→ TASK SET:
1) From the post on the UK government's Copilot trial, set down the passage starting with "So generally, a" and going on through "adoption and outcomes.".
2) Answer these questions about the post on the UK government's Copilot trial:
(a) How many government employees took part in the experiment?
(b) What satisfaction score out of 10 did users give?
(c) Which group saw the least benefits?

→ SELECTED EXTRACT:
+===+
The UK government recently released an interesting report on their cross-department adoption and usage of M365 Copilot with some interesting results. It was an experiment that ran for 3 months across 20,000 government employees (Sept 24 - Dec 24) with a goal to understand how AI could impact productivity and you can see it in its original form here
Top-Level Insights
Average Time Saved: Users reported saving an average of 26 minutes per day using M365 Copilot—equivalent to 13 working days per year.
High Adoption: 80% of the 20,000 participants actively used Copilot, with Teams and Outlook being the most used applications.
Positive Sentiment: 82% of users did not want to return to pre-Copilot workflows. Satisfaction and recommendation scores were 7.7 and 8.2 out of 10, respectively.
So generally, a lot of improvement and positivity from its use which is pretty cool to see. I thought it was interesting to note that senior civil servants saw the least benefits, which suggests perhaps that AI is the tide that raises all ships and also perhaps those more senior had less time to get engaged with newer tech or even perhaps less inclined to adapt to using AI in work they have been doing for a long time already - change is hard.
The report highlights some areas that were a bit of a challenge, none really surprising:
Complex Tasks: Copilot struggled with nuanced, context-heavy, or sensitive tasks (e.g., policy analysis, grievance handling).
Training Needs: Users needed time and support to learn effective prompting and usage patterns.
Inconsistent Experience: Variability in rollout and support across departments affected adoption and outcomes.
Tool Evolution: Mid-experiment updates (e.g., Copilot Agents) were not fully evaluated but generated strong interest.
My Thoughts
I thought this was interesting to see Teams and Word had the highest adoption of M365 Copilot. Teams makes a lot of sense since users probably spend a large portion of their time there.

Overall, the findings seem to suggest that AI had strong impact here, especially as adoption grew. I like that the UK Government is leaning strongly into AI and their AI playbook is well worth a read.
This recent article in New Scientist highlights how the UK tech secretary uses ChatGPT through a Freedom of Information request to see his prompts. I, for one, am glad to see someone who is responsible for leading the charge on technology is actively engaging with it, even if some of the prompts are not that ground-breaking. We are still at the frontier of this and we need to push the boundaries in many capacities.
+===+
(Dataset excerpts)
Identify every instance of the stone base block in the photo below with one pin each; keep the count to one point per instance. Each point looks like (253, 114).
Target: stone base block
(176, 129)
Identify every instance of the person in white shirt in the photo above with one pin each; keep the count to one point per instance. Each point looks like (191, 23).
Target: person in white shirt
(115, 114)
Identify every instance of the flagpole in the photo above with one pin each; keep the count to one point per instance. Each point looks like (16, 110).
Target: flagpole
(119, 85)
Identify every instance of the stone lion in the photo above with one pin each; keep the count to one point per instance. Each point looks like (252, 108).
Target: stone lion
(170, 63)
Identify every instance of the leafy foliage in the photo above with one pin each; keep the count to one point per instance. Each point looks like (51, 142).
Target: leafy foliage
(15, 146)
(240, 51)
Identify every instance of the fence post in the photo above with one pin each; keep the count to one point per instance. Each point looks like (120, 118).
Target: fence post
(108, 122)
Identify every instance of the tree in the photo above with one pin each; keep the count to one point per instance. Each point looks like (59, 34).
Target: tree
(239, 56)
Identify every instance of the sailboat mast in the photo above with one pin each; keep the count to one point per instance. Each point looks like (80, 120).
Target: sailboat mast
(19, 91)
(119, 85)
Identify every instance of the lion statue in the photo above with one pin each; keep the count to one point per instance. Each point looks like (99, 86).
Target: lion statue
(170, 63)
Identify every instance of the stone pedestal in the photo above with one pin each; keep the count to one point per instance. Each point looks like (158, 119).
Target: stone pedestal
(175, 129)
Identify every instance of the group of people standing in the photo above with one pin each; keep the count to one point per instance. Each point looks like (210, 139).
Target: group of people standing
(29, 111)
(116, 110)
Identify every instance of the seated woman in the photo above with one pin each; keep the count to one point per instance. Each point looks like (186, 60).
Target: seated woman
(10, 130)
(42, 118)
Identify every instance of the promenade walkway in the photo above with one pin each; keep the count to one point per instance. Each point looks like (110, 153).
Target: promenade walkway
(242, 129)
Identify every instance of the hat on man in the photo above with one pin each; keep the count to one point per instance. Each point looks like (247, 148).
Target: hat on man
+===+
→ ANSWERS PROVIDED:
1)
So generally, a lot of improvement and positivity from its use which is pretty cool to see. I thought it was interesting to note that senior civil servants saw the least benefits, which suggests perhaps that AI is the tide that raises all ships and also perhaps those more senior had less time to get engaged with newer tech or even perhaps less inclined to adapt to using AI in work they have been doing for a long time already - change is hard.
The report highlights some areas that were a bit of a challenge, none really surprising:
Complex Tasks: Copilot struggled with nuanced, context-heavy, or sensitive tasks (e.g., policy analysis, grievance handling).
Training Needs: Users needed time and support to learn effective prompting and usage patterns.
Inconsistent Experience: Variability in rollout and support across departments affected adoption and outcomes.

2)
(a) 20,000
(b) 7.7
(c) Senior civil servants